Required work:
A: In the piece about an Inuk woman plucking a goose, where was she when she started plucking it?
B: Print the part of the piece about an Inuk woman plucking a goose starting with "Seeing such abundance" and going on through "good they taste.".
C: Carry on the piece about an Inuk woman plucking a goose from where it stops.

Document extract:

○ ○ ○ ○

Sonny_OrrRecently, a young Inuk woman started plucking her gift from home, a goose, on a train in Montreal’s métro. This was recorded on a cellphone and uploaded to the Internet. It went viral for all the wrong reasons.

Eventually, the young woman came forth to explain that she’s an Inuk simply practicing her traditional food preparation. This story riled me as I remember the days spent in the south, months on end without real food that didn’t come in a package.

Kraft dinners and cheap hams, day-old bread and 10 pounds of mayo with nickel pickles and sardines. That was the fare back in the day when monthly rations of funds went to the rent and left little for food. This is the common situation for many people from the north who crave for foods rich in nutrients that are also culturally and palate satisfying. Kudos to her, I say.
Other unfortunate students studying in southern cities would often salivate at the sight of the Canada goose, just walking within reach of hungry hands. One time, at the end of the month and payday still a week away, students called each other to see what was left in their pantry. One had some breadcrumbs, one had an onion, what to do?

Desperate, one young lad snuck up to sleeping geese in the park and coaxed them with some of the crumbs, a few calls and snatched an unsuspecting goose! He quickly killed it and hurried back to the others. They had enough for a stuffed goose! Another hungry student showed up with carrots and a feast was under way.

Seeing such abundance of food hanging around in an area where they are considered pests may be an answer to a problem for many people. Harvesting the pests and allowing the people from the north to process those geese for food may work for those in need of such solutions. Something to mull over, I guess. I just hope that the southern population doesn’t discover how good they taste.

○ ○ ○ ○

Given data:
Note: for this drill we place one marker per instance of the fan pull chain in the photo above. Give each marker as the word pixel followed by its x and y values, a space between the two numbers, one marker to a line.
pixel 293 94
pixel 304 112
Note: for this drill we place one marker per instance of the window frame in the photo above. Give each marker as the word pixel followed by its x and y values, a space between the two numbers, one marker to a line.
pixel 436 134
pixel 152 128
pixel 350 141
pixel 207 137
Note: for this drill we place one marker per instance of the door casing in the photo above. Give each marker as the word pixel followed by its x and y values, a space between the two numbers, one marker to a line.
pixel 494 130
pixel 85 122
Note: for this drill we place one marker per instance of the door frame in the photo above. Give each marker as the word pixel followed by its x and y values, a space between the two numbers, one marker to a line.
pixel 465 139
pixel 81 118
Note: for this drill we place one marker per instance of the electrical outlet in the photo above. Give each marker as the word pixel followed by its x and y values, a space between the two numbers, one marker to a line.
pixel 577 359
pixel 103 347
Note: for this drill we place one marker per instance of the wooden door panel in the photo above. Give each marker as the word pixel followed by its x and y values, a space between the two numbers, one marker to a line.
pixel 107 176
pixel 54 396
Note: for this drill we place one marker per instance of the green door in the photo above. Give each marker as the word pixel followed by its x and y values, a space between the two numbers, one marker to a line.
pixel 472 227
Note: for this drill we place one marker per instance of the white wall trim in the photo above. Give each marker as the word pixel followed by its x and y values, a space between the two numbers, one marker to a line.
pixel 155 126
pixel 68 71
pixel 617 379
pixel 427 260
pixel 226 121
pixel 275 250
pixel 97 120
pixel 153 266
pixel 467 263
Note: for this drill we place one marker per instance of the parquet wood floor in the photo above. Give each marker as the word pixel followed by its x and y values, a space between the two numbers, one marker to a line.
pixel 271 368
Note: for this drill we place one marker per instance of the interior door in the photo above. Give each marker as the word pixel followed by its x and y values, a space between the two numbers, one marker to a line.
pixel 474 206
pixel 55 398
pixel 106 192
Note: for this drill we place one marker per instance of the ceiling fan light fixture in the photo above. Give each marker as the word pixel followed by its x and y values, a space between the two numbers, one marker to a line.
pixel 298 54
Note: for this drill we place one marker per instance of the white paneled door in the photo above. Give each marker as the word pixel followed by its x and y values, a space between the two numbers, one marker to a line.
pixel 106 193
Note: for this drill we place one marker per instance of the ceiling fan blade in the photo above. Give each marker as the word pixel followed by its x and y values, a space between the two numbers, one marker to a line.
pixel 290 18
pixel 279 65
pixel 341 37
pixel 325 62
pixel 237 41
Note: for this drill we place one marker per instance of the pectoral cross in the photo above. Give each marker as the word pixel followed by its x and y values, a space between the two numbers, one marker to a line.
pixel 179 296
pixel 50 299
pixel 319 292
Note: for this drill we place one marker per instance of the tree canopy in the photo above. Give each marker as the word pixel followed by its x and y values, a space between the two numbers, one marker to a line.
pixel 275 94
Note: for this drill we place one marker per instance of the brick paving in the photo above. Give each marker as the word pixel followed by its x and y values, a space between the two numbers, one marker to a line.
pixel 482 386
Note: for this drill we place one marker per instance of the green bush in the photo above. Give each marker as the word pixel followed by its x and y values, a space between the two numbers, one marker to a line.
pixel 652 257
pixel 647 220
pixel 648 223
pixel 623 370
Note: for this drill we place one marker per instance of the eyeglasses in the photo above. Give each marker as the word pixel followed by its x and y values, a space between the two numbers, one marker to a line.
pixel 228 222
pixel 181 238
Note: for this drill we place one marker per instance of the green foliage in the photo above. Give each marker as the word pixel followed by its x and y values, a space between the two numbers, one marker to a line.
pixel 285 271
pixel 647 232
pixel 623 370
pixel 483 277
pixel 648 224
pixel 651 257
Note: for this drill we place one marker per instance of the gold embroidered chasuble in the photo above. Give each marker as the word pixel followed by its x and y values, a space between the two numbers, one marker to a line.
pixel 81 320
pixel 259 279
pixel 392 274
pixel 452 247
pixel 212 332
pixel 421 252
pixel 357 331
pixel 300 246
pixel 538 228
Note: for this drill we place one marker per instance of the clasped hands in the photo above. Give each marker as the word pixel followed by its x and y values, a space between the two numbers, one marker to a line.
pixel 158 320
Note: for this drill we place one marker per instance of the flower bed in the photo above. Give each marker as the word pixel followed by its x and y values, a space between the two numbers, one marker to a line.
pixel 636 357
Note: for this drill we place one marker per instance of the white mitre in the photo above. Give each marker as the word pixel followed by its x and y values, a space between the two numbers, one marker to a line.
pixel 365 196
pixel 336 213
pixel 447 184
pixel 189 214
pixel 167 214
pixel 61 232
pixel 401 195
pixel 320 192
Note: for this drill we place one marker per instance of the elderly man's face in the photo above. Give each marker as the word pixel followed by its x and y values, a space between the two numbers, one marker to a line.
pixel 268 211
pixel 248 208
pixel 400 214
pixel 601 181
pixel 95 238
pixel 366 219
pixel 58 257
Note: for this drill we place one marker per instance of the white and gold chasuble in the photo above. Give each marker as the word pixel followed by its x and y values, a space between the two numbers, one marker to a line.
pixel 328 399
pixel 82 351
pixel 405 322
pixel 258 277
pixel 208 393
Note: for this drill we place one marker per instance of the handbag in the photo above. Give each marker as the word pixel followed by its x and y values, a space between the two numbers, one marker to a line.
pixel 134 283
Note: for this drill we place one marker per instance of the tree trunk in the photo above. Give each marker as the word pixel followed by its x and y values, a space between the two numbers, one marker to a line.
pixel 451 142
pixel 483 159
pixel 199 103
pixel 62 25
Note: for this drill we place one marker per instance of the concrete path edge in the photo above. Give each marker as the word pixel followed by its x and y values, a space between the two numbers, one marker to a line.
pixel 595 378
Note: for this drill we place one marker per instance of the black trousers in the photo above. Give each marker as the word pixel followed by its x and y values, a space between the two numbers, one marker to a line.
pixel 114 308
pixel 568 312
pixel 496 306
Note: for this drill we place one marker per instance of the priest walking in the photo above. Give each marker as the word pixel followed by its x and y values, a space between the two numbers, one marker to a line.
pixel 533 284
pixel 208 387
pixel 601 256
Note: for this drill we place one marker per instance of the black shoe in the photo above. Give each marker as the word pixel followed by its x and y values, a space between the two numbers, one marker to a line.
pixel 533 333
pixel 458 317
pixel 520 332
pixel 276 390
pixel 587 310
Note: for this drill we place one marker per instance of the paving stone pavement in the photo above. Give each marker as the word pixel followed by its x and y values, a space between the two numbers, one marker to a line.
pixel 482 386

○ ○ ○ ○

Outputs by task:
A: On a train in Montreal's métro.

B:
Seeing such abundance of food hanging around in an area where they are considered pests may be an answer to a problem for many people. Harvesting the pests and allowing the people from the north to process those geese for food may work for those in need of such solutions. Something to mull over, I guess. I just hope that the southern population doesn’t discover how good they taste.

C:
I guess the young Inuk and her spectators may be on to something. What if the métro became a showcase for all kinds of food preparation techniques from around the world? I guess the population may become more aware of how their chickens are processed, or how long it takes to kill a pig or even lay an egg. The world of food does not start from a package! It comes from the land around the area and even from other lands from around the world! But does spreading peanut butter on a jam sandwich while traveling to work or school or wherever on the métro deserve the same coverage as a goose being plucked?

Perhaps authorities should stop food from being exposed in public areas. Maybe the world will be a better place? Naaah! Who cares, as long as someone enjoys the food. It should remain what it is – food. Not some orgiastic display of bloodletting that the public always wanted, but something that any good woman from the north would know right off the bat, it’s better when it’s cooked over a fire.